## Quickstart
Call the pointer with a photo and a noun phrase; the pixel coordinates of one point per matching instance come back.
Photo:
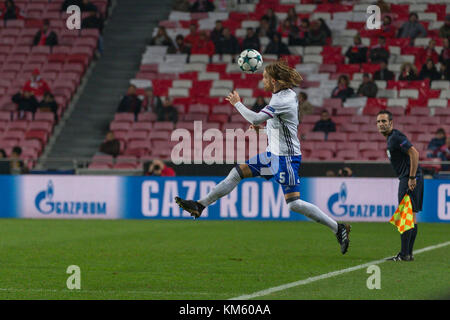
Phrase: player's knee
(244, 171)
=-=-=-=-=
> [WHAT IS EXPECTED] Can you switch "pointer" to "locator" throughout the material above and give all its lines back, otherwise unchanged, leaving out the pictures?

> [SOLVED PROBLEM]
## Quickstart
Call the locator with a photo and a noun phrase; the pixel coordinates of one point per matching instance come back.
Photo:
Phrase: player's knee
(244, 171)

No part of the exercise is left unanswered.